Supplied entries:

━━━━━━━━━━━━━━━━

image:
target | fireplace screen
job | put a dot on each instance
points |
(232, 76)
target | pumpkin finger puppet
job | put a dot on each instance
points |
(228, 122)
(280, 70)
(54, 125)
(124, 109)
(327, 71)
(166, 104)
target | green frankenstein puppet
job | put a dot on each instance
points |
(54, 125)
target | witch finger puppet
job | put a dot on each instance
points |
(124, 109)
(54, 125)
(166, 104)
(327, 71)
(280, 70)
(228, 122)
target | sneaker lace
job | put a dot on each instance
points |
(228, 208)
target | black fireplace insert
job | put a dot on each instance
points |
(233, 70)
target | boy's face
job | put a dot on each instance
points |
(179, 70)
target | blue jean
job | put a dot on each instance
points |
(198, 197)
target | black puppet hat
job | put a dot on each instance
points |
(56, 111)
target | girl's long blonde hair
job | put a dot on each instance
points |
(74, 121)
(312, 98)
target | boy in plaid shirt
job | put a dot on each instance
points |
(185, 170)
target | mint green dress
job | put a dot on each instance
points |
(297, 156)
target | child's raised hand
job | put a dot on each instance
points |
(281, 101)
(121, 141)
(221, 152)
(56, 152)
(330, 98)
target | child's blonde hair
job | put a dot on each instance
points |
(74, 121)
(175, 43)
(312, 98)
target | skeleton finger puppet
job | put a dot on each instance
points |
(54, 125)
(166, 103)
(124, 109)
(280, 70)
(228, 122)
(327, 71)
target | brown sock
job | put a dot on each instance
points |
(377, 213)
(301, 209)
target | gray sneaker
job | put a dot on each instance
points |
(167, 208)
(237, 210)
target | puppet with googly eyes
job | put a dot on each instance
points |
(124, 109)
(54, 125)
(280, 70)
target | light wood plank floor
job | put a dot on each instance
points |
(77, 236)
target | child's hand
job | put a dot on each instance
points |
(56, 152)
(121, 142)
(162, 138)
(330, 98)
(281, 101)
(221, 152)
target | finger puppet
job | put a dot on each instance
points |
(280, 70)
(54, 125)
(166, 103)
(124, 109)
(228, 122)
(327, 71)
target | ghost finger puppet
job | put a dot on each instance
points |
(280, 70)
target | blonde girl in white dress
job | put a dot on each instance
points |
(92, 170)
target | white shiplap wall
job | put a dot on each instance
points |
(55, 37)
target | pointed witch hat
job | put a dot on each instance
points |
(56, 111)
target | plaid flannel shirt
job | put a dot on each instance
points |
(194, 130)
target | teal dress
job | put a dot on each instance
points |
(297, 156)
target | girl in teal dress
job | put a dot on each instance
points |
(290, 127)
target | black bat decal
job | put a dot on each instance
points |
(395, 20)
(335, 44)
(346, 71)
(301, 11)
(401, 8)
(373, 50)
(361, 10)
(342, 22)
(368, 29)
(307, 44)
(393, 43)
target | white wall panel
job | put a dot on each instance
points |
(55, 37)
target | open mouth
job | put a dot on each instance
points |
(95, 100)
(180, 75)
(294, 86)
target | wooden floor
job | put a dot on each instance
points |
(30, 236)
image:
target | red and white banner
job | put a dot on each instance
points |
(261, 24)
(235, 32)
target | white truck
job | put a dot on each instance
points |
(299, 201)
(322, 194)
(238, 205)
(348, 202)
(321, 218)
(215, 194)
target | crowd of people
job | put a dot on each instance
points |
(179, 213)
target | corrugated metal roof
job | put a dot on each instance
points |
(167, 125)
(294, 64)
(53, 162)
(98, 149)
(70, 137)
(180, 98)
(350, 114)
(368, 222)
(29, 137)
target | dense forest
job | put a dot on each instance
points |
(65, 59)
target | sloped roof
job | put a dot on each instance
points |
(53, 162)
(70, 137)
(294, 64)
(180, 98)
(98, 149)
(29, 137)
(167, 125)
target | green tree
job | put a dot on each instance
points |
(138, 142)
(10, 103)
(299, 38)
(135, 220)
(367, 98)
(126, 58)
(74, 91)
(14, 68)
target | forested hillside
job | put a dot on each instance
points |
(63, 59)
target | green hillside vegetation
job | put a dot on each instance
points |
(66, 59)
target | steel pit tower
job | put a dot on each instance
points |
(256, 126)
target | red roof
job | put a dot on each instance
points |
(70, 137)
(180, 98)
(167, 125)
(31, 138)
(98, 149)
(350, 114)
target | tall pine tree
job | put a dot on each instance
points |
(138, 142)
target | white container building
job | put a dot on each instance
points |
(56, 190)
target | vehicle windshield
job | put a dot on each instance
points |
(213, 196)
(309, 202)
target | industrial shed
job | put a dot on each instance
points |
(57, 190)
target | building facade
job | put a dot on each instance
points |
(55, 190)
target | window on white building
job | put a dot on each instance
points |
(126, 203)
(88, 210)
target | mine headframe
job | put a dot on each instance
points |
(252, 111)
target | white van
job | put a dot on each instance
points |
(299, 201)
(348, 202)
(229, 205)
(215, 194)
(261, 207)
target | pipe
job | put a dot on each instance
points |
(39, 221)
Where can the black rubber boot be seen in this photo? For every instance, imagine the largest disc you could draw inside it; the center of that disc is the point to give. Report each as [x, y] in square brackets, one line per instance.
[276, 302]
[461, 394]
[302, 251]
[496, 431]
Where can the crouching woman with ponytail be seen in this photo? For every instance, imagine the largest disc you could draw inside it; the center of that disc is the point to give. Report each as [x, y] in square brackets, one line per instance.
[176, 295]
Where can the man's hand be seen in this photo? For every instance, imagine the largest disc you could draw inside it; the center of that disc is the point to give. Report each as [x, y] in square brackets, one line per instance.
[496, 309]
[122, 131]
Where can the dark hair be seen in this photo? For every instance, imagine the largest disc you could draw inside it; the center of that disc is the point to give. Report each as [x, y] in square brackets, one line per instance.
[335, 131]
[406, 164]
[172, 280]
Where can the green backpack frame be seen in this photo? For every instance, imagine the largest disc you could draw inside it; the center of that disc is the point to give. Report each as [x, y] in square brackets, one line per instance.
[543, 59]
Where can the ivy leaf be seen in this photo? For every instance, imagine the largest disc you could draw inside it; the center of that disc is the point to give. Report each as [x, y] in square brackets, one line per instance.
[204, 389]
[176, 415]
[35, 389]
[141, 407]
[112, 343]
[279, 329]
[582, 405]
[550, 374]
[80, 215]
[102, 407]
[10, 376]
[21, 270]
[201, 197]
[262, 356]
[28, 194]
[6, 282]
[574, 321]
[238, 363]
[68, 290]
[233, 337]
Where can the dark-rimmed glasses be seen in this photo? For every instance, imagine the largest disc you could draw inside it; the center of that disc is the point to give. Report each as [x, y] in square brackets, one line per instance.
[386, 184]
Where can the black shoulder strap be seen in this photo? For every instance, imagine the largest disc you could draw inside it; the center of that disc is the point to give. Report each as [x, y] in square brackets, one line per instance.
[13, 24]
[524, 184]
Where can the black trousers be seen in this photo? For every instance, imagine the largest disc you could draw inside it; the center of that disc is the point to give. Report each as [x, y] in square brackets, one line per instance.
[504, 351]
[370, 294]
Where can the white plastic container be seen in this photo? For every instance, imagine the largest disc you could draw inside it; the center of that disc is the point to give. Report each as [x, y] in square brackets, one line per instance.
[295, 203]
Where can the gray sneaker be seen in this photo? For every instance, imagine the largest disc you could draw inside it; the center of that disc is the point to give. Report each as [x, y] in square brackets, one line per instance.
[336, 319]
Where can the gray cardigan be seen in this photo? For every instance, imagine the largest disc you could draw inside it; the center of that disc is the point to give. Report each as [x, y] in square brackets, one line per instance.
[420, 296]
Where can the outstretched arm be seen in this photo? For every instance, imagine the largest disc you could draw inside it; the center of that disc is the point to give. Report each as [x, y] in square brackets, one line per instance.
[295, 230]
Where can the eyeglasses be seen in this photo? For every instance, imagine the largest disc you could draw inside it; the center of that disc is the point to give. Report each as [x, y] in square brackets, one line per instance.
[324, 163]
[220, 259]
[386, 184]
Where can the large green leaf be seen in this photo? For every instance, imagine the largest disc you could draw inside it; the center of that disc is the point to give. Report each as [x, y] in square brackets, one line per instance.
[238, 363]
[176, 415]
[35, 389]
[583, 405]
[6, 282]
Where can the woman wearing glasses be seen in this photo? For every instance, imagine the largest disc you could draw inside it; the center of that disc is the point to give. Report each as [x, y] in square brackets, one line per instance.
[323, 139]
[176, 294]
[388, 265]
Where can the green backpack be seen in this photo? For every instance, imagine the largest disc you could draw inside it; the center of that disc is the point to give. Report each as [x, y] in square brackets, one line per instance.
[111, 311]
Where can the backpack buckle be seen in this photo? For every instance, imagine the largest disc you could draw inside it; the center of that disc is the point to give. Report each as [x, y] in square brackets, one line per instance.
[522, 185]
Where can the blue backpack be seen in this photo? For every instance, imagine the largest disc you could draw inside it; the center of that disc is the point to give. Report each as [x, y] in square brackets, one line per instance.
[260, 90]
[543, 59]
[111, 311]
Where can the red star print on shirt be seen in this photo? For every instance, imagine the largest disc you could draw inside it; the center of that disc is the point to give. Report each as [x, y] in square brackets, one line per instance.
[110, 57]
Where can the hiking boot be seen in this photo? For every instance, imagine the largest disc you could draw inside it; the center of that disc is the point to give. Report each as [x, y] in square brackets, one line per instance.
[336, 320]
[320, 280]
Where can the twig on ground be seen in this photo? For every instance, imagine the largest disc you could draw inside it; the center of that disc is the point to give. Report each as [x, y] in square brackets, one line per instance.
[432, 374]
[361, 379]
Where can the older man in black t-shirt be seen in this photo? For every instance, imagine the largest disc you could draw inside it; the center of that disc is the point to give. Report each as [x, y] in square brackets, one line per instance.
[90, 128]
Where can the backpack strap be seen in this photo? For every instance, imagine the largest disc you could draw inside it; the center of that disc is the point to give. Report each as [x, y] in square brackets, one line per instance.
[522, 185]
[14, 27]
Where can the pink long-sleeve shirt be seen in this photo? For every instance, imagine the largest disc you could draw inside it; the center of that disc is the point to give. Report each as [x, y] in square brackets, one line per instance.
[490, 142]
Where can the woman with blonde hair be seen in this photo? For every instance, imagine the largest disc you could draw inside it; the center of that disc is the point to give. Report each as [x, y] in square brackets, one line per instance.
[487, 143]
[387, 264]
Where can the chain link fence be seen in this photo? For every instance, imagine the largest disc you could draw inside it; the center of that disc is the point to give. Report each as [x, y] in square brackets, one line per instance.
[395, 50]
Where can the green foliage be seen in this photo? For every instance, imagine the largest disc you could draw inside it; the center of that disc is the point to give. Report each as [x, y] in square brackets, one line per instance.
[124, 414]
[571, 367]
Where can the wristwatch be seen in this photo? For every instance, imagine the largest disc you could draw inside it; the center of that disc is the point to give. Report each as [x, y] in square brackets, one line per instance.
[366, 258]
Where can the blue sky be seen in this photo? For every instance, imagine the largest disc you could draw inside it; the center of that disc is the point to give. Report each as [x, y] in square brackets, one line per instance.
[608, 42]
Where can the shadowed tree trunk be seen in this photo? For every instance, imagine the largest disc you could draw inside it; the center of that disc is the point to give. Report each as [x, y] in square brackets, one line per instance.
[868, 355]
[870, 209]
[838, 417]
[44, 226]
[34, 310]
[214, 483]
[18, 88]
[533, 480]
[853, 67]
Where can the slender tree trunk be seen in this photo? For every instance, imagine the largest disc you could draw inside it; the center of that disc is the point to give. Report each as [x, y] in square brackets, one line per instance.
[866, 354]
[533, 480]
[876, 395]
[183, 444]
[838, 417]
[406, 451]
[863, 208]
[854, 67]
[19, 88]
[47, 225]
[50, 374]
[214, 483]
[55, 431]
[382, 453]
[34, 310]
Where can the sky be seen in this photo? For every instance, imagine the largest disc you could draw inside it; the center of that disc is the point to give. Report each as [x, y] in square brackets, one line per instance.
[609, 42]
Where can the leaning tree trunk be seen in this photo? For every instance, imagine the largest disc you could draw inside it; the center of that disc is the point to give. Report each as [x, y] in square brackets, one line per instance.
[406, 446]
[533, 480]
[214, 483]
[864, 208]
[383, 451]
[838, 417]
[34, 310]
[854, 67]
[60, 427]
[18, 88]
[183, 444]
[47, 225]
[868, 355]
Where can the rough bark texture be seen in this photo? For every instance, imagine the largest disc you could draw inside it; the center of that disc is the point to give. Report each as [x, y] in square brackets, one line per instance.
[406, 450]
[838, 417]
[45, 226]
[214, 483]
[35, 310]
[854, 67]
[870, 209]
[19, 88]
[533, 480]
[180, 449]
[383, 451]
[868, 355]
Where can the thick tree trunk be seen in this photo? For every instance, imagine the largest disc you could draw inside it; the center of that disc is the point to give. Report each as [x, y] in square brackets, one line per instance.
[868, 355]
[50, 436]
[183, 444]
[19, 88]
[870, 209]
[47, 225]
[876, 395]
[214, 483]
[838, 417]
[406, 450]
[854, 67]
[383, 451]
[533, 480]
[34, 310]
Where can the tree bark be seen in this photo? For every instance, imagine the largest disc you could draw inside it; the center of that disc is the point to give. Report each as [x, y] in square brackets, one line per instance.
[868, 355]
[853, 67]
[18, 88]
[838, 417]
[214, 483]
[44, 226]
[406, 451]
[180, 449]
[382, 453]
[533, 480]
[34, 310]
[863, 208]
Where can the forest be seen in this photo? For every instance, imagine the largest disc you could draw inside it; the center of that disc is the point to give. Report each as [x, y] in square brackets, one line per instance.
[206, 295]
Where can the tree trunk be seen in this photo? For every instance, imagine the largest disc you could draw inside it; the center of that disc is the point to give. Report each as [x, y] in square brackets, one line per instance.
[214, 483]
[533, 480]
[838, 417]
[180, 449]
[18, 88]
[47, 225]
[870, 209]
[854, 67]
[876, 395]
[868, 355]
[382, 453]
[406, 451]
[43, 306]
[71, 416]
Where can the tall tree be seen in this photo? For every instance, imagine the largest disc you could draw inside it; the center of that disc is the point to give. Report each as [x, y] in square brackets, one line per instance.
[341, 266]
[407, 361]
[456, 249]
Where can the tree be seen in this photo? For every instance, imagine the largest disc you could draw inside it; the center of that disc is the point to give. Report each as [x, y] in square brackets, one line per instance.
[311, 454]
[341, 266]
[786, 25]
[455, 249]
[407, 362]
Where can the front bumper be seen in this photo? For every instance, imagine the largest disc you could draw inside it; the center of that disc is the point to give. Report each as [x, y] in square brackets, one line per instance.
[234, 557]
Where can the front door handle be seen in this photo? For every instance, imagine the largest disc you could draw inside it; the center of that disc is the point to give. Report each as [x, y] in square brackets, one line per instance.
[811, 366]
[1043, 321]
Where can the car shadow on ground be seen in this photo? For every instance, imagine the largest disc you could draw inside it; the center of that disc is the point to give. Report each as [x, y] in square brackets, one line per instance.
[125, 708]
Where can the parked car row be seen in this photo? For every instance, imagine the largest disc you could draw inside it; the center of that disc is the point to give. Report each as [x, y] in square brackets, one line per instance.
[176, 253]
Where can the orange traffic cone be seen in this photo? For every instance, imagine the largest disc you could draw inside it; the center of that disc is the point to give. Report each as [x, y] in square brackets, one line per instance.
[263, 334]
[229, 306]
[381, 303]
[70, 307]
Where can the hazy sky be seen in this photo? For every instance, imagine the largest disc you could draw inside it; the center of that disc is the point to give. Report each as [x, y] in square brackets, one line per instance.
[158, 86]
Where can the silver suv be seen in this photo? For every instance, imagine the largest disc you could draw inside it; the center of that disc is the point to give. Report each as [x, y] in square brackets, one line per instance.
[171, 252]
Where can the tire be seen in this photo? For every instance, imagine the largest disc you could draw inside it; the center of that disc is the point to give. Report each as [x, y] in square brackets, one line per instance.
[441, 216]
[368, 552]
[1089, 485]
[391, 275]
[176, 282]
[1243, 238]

━━━━━━━━━━━━━━━━

Problem: Using the material above, reproduce exactly the line that contains "Where can the silver" and all lines after it through the last one, and only those.

Problem solution:
Where can the silver suv be seen in this photo? For every instance, imagine the largest disc you could draw inside it; the center of that disc is the point to give. Report each as [x, y] in square brackets, one line per instance.
[171, 252]
Where can the tire be seen in this photo? For every instance, imagine the largest disc you could draw inside it; the center of that disc is the point to give. Report each as [x, y] in square brackets, one line per instance.
[441, 216]
[368, 552]
[1089, 485]
[391, 275]
[176, 282]
[1243, 238]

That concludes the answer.